I am sad that I missed church yesterday and will probably have to miss Bible Study tonight, unless I get to feeling a whole lot better...sure don't want to feel like I did last time when the chills hit me. My next chemo will be on Thursday because Dr. Sneed will be out of town and the Hot Springs office doesn't do chemo on Friday. If it works out that the chills are over with on Monday, then I will try to change my chemo day to Thursday, so I won't have to miss Bible Study.
My friend, Joan, has finaly arrived in Arkansas...have been looking forward to her visit since I last saw her in the Spring. We had made plans to go to church Sunday morning, then have lunch with Patti. I was very achy when I got up yesterday morning, but the chills had not yet set in. Joan had gone to visit her sister in Mena and when it got late, she had to spend the night in Mena, instead of driving back to Hot Springs after being exhausted from her trip to Arkansas. When she woke up yesterday morning, she was very ill....I felt so bad for her and so helpless, not being able to do anything to help her. I know it must be so miserable to be so far away from home and sick. I hope to talk to her this morning and pray that she is feeling much better.

▶ _SUPPLIED DATA_

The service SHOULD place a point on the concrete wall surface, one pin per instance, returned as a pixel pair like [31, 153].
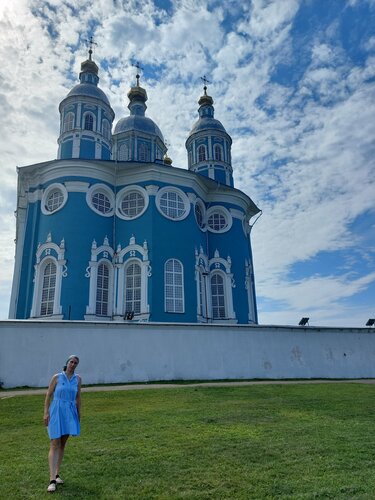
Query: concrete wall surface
[32, 351]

▶ _GIVEN TASK A_
In the entry about Joan's visit, where did Joan spend the night instead of driving back to Hot Springs?
▶ _GIVEN TASK B_
Repeat the part of the entry about Joan's visit between "I am sad that" and "miss Bible Study.", inclusive.
▶ _GIVEN TASK C_
Carry on the entry about Joan's visit from the point at which it ends.

▶ _FINAL RESULT A_
In Mena.

▶ _FINAL RESULT B_
I am sad that I missed church yesterday and will probably have to miss Bible Study tonight, unless I get to feeling a whole lot better...sure don't want to feel like I did last time when the chills hit me. My next chemo will be on Thursday because Dr. Sneed will be out of town and the Hot Springs office doesn't do chemo on Friday. If it works out that the chills are over with on Monday, then I will try to change my chemo day to Thursday, so I won't have to miss Bible Study.

▶ _FINAL RESULT C_
Sweet Kimberly is moving into a new apartment...a downstairs apartment. It is in the same wonderful complex, just another building. It is a little bit bigger, having a coat closet, linen closet and a larger patio. I think she is really going to like it. I feel the main reason that she is moving is for me...so that I don't have to climb all those stairs. I hate that this was chemo week and I was unable to help her pack. She is blessed with many wonderful friends that came and helped her so much. I am sure that next week when I am feeling better, she will be able to find a couple of boxes for me to unpack. I am looking forward to helping her with that. I am very excited for her and looking forward to the new craft room...she is so sweet and generous with her time, talent, cooking for us, sharing all her wonderful supplies and inspiration! She is the best sister and hostess ever..the Queen Ya Ya for sure....love her with all my heart.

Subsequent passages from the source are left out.